=== TASK DIRECTIONS ===
Please rewrite the lines below as a Markdown table with two columns, Row and Line, giving each line its own numbered row and leaving out any blank lines.

=== INPUT ROWS ===

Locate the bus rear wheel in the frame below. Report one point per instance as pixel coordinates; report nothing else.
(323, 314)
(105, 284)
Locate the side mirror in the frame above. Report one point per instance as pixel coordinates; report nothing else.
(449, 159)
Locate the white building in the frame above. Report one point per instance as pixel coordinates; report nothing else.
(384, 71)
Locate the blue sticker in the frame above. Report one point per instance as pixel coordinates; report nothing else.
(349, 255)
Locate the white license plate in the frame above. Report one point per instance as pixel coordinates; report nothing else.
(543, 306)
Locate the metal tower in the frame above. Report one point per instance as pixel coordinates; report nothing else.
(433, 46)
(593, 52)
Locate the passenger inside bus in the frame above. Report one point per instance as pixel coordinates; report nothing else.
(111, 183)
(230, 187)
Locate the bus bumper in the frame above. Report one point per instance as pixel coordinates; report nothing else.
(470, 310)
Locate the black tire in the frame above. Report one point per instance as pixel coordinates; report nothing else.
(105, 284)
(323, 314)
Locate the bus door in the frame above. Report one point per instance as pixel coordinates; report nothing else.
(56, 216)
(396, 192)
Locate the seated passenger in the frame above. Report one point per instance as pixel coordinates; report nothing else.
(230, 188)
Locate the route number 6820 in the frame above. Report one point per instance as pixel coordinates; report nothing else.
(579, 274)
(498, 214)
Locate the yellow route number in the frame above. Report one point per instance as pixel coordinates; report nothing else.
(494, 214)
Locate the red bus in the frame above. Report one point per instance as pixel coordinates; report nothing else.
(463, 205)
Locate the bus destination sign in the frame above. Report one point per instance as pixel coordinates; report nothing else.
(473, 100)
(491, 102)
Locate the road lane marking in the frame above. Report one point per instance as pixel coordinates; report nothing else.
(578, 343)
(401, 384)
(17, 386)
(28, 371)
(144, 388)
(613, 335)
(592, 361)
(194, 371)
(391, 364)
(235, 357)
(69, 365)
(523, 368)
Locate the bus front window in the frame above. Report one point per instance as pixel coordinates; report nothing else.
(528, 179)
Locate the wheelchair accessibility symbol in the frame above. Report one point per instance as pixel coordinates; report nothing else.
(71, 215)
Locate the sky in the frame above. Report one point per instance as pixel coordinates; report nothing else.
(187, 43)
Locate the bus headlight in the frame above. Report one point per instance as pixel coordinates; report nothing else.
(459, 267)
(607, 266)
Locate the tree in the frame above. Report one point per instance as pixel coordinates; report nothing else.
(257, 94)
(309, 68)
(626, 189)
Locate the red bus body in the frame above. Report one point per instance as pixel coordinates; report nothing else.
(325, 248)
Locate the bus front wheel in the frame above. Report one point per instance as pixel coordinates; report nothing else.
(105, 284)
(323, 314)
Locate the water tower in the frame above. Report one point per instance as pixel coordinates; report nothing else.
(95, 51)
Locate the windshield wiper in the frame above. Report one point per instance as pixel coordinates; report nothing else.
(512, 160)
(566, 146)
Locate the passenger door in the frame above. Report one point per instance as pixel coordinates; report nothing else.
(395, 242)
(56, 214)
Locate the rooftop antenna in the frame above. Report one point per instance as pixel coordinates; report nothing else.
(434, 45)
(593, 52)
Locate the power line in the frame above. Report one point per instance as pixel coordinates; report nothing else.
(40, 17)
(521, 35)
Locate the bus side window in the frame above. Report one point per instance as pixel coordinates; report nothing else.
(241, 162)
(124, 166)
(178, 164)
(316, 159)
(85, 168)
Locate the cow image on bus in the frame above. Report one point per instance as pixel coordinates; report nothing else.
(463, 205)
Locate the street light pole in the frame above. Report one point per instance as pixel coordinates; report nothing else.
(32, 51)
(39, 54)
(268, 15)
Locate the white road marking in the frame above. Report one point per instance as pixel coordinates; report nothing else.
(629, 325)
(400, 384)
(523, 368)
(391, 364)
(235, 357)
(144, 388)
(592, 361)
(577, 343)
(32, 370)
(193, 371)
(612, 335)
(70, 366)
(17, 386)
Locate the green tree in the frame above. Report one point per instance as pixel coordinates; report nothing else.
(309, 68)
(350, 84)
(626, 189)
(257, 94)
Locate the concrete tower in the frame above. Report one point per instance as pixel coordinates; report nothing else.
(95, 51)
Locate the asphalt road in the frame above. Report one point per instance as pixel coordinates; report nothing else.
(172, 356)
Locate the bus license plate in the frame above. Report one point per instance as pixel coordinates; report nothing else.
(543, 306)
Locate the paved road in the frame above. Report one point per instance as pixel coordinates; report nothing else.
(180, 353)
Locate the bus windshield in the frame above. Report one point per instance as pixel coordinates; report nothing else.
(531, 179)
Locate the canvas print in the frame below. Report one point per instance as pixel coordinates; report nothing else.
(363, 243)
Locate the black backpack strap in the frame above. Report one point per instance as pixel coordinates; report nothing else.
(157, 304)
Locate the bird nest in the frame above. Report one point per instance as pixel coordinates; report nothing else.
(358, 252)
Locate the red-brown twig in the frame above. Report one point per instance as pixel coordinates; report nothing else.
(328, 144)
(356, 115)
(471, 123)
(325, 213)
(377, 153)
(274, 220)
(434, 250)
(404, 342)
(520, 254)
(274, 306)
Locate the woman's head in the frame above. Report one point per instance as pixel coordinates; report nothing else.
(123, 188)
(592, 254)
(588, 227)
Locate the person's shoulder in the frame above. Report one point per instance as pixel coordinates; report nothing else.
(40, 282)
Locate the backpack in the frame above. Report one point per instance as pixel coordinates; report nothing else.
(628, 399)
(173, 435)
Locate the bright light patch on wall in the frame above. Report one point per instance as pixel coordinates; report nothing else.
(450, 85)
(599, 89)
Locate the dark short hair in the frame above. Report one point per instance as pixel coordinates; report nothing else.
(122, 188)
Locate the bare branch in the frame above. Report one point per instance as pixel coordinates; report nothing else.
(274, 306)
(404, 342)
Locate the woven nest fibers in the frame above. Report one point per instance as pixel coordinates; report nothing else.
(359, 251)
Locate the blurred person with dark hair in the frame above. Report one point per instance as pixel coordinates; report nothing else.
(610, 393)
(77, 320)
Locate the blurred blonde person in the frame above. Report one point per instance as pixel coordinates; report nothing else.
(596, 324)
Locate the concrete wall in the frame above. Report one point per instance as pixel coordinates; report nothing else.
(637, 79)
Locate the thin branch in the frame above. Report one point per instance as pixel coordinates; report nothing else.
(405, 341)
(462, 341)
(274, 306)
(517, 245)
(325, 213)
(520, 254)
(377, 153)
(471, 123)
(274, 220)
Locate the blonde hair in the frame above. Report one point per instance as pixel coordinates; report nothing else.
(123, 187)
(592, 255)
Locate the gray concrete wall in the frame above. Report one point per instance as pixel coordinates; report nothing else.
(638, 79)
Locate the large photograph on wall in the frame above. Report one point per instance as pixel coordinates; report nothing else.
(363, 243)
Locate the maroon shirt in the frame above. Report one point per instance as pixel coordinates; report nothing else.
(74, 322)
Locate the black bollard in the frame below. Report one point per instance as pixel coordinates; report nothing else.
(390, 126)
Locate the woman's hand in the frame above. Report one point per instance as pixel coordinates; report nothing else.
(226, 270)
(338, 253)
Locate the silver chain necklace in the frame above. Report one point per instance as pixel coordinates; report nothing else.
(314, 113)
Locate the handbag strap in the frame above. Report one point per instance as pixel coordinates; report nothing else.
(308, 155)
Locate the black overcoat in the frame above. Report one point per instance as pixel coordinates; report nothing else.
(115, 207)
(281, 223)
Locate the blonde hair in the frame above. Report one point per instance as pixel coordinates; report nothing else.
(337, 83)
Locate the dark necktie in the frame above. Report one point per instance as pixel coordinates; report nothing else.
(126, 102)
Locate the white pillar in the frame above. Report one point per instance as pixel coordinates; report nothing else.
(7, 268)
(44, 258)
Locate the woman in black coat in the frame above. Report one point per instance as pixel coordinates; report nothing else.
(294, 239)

=== RESPONSE TO THE EXERCISE ===
| Row | Line |
|---|---|
| 1 | Locate the bus rear wheel in the frame below. Report one point per instance as pixel coordinates; report nothing else. |
| 2 | (323, 314) |
| 3 | (105, 284) |
| 4 | Locate the side mirror in the frame above. Report one point per instance as pixel coordinates; report nothing else. |
| 5 | (449, 159) |
| 6 | Locate the white building in the frame above. Report one point per instance as pixel coordinates; report nothing else. |
| 7 | (384, 71) |
| 8 | Locate the blue sticker in the frame above. Report one point per instance as pixel coordinates; report nothing else. |
| 9 | (349, 255) |
| 10 | Locate the white license plate in the frame above. Report one point per instance as pixel coordinates; report nothing else. |
| 11 | (543, 306) |
| 12 | Locate the metal tower in the frame above. Report one point per instance as pixel coordinates; report nothing else. |
| 13 | (433, 46) |
| 14 | (593, 52) |
| 15 | Locate the passenger inside bus in the frame above. Report one point per instance as pixel coordinates; report nothing else. |
| 16 | (111, 183) |
| 17 | (230, 187) |
| 18 | Locate the bus bumper in the frame above. Report one point per instance as pixel coordinates; report nothing else. |
| 19 | (470, 310) |
| 20 | Locate the black tire in the frame above. Report one point per instance as pixel coordinates; report nothing else. |
| 21 | (105, 284) |
| 22 | (323, 314) |
| 23 | Locate the bus door in the frame above. Report one point per instance as pixel coordinates; report nothing else. |
| 24 | (56, 216) |
| 25 | (396, 192) |
| 26 | Locate the seated passenger in the frame above. Report one point per instance as pixel coordinates; report nothing else. |
| 27 | (230, 188) |
| 28 | Locate the route number 6820 in the frame above. Report one point per instance as pixel coordinates; report nothing else. |
| 29 | (579, 274) |
| 30 | (498, 214) |
| 31 | Locate the yellow route number in the frame above. Report one point per instance as pixel coordinates; report nothing else. |
| 32 | (494, 214) |
| 33 | Locate the red bus in the frame above. Report one point per instance as pixel coordinates; report nothing else. |
| 34 | (463, 205) |
| 35 | Locate the bus destination sign in the frame above. Report one point per instance as pixel coordinates; report nothing else. |
| 36 | (473, 100) |
| 37 | (491, 102) |
| 38 | Locate the road lane marking in the frame above. Report one point per instance as pixel coordinates; report nothing else. |
| 39 | (578, 343) |
| 40 | (401, 384) |
| 41 | (17, 386) |
| 42 | (28, 371) |
| 43 | (144, 388) |
| 44 | (613, 335) |
| 45 | (592, 361) |
| 46 | (194, 371) |
| 47 | (391, 364) |
| 48 | (235, 357) |
| 49 | (69, 365) |
| 50 | (523, 368) |
| 51 | Locate the bus front window in the frame above. Report one point per instance as pixel coordinates; report nothing else. |
| 52 | (528, 179) |
| 53 | Locate the wheelchair accessibility symbol in the frame above. Report one point per instance as pixel coordinates; report nothing else. |
| 54 | (71, 215) |
| 55 | Locate the sky in the frame above. Report one point per instance as pixel coordinates; report nothing else. |
| 56 | (187, 43) |
| 57 | Locate the bus headlight in the frame above. Report one point per instance as pixel coordinates; report nothing else. |
| 58 | (459, 267) |
| 59 | (607, 266) |
| 60 | Locate the tree in the frame above. Report one point per instance as pixel coordinates; report nothing else. |
| 61 | (257, 94) |
| 62 | (309, 68) |
| 63 | (626, 189) |
| 64 | Locate the red bus body in the frame above. Report one point per instance as pixel coordinates; report nothing else. |
| 65 | (325, 248) |
| 66 | Locate the bus front wheel in the frame above. Report one point per instance as pixel coordinates; report nothing else. |
| 67 | (105, 284) |
| 68 | (323, 314) |
| 69 | Locate the water tower in the frame above. Report one point per instance as pixel coordinates; report nothing else. |
| 70 | (95, 51) |
| 71 | Locate the windshield wiper in the frame above. Report one point per instance as pixel coordinates; report nothing else. |
| 72 | (512, 160) |
| 73 | (566, 146) |
| 74 | Locate the passenger door in the frame above. Report one point per instance as pixel coordinates; report nothing else. |
| 75 | (395, 242) |
| 76 | (56, 214) |
| 77 | Locate the rooftop antenna in the frame above. Report one point per instance as pixel coordinates; report nothing else. |
| 78 | (434, 45) |
| 79 | (593, 52) |
| 80 | Locate the power line in the frame above. Report one point per instance as pixel coordinates; report nothing else. |
| 81 | (40, 17) |
| 82 | (521, 35) |
| 83 | Locate the bus side window in the frame above. Report one point per instance as pixel coordinates; report nothing else. |
| 84 | (241, 162) |
| 85 | (124, 166) |
| 86 | (178, 164) |
| 87 | (316, 159) |
| 88 | (85, 168) |
| 89 | Locate the cow image on bus in the frame above. Report one point per instance as pixel coordinates; report nothing else. |
| 90 | (463, 205) |
| 91 | Locate the street light pole in the frame above. Report one point per instance as pixel coordinates; report nothing else. |
| 92 | (32, 51) |
| 93 | (39, 54) |
| 94 | (268, 15) |
| 95 | Locate the white road marking in the frame above. Report one point per instance as pixel coordinates; report nothing else. |
| 96 | (629, 325) |
| 97 | (400, 384) |
| 98 | (523, 368) |
| 99 | (391, 364) |
| 100 | (235, 357) |
| 101 | (144, 388) |
| 102 | (592, 361) |
| 103 | (577, 343) |
| 104 | (32, 370) |
| 105 | (193, 371) |
| 106 | (612, 335) |
| 107 | (70, 366) |
| 108 | (17, 386) |
| 109 | Locate the green tree in the frame above. Report one point per instance as pixel coordinates; report nothing else. |
| 110 | (309, 68) |
| 111 | (350, 84) |
| 112 | (626, 189) |
| 113 | (257, 94) |
| 114 | Locate the concrete tower in the frame above. Report one point per instance as pixel coordinates; report nothing else. |
| 115 | (95, 51) |
| 116 | Locate the asphalt road in the frame above. Report one point per instance as pixel coordinates; report nothing else. |
| 117 | (172, 356) |
| 118 | Locate the bus license plate in the frame above. Report one point per instance as pixel coordinates; report nothing else. |
| 119 | (543, 306) |
| 120 | Locate the paved road in the frame above. Report one point per instance as pixel coordinates; report nothing else. |
| 121 | (180, 353) |
| 122 | Locate the bus windshield in the frame above. Report one point per instance as pixel coordinates; report nothing else. |
| 123 | (531, 179) |
| 124 | Locate the canvas print in the frame below. Report one point per instance as pixel coordinates; report nothing else. |
| 125 | (363, 243) |
| 126 | Locate the black backpack strap in the frame above. Report one point per instance as pixel coordinates; report nothing else. |
| 127 | (157, 304) |
| 128 | Locate the bird nest in the frame above. Report one point per instance as pixel coordinates; report nothing else. |
| 129 | (358, 252) |
| 130 | Locate the red-brown twig in the frame above. Report one point per instance as pixel coordinates; report nothing else. |
| 131 | (328, 144) |
| 132 | (356, 115) |
| 133 | (471, 123) |
| 134 | (325, 213) |
| 135 | (377, 153) |
| 136 | (274, 220) |
| 137 | (434, 250) |
| 138 | (404, 342) |
| 139 | (520, 254) |
| 140 | (274, 306) |
| 141 | Locate the woman's head in the frame above. Report one point per instance as pixel coordinates; report nothing else. |
| 142 | (123, 188) |
| 143 | (592, 254) |
| 144 | (588, 227) |
| 145 | Locate the person's shoulder in the frame above. Report one point per instance as pixel coordinates; report nothing else. |
| 146 | (40, 282) |
| 147 | Locate the backpack in the frame above. Report one point per instance as pixel coordinates; report nothing else. |
| 148 | (628, 399) |
| 149 | (173, 435) |
| 150 | Locate the bright light patch on wall in the frame above. Report one point per instance as pixel coordinates; report nothing else. |
| 151 | (450, 85) |
| 152 | (599, 89) |
| 153 | Locate the dark short hair in the frame above. Report one point per instance as pixel coordinates; report nothing else. |
| 154 | (122, 188) |
| 155 | Locate the bare branch in the frame above. Report one point per instance as pixel coordinates; report nothing else. |
| 156 | (274, 306) |
| 157 | (404, 342) |
| 158 | Locate the woven nest fibers in the frame above. Report one point per instance as pixel coordinates; report nothing else. |
| 159 | (359, 251) |
| 160 | Locate the blurred person with dark hair in the frame above. Report one point per instance as pixel coordinates; report nothing else. |
| 161 | (610, 393) |
| 162 | (77, 320) |
| 163 | Locate the blurred blonde person in the frame above. Report one point per instance as pixel coordinates; report nothing else. |
| 164 | (596, 324) |
| 165 | Locate the concrete wall in the frame above. Report one point per instance as pixel coordinates; report nothing else. |
| 166 | (637, 79) |
| 167 | Locate the thin branch in the frame above. Report one point per instance as pixel coordinates; report nothing else. |
| 168 | (405, 341) |
| 169 | (462, 341) |
| 170 | (274, 306) |
| 171 | (517, 245) |
| 172 | (325, 213) |
| 173 | (520, 254) |
| 174 | (377, 153) |
| 175 | (471, 123) |
| 176 | (274, 220) |
| 177 | Locate the blonde hair in the frame above. Report one point per instance as pixel coordinates; report nothing else. |
| 178 | (123, 187) |
| 179 | (592, 255) |
| 180 | Locate the gray concrete wall in the frame above. Report one point per instance as pixel coordinates; report nothing else. |
| 181 | (638, 79) |
| 182 | Locate the large photograph on wall in the frame above. Report one point per instance as pixel coordinates; report nothing else. |
| 183 | (363, 243) |
| 184 | Locate the maroon shirt in the frame above. Report one point per instance as pixel coordinates; report nothing else. |
| 185 | (74, 322) |
| 186 | Locate the black bollard in the frame below. Report one point per instance as pixel coordinates; report nothing else. |
| 187 | (390, 126) |
| 188 | Locate the woman's hand in the frame above. Report one point per instance as pixel coordinates; report nothing else. |
| 189 | (226, 270) |
| 190 | (338, 253) |
| 191 | Locate the silver chain necklace in the frame above. Report one point per instance as pixel coordinates; report nothing else. |
| 192 | (314, 113) |
| 193 | Locate the handbag strap in the frame above. Report one point per instance as pixel coordinates; report nothing else. |
| 194 | (308, 155) |
| 195 | Locate the black overcoat in the frame above. Report one point per instance as pixel coordinates; report nothing else. |
| 196 | (115, 207) |
| 197 | (281, 223) |
| 198 | Locate the blonde hair in the frame above. Report one point per instance as pixel coordinates; report nothing else. |
| 199 | (337, 83) |
| 200 | Locate the dark necktie in the frame above. Report one point per instance as pixel coordinates; report nothing else. |
| 201 | (126, 102) |
| 202 | Locate the white pillar in the frame above. Report one point per instance as pixel coordinates; report nothing else. |
| 203 | (7, 268) |
| 204 | (44, 258) |
| 205 | Locate the woman in black coat in the frame above. Report one point per instance as pixel coordinates; report nothing else. |
| 206 | (294, 239) |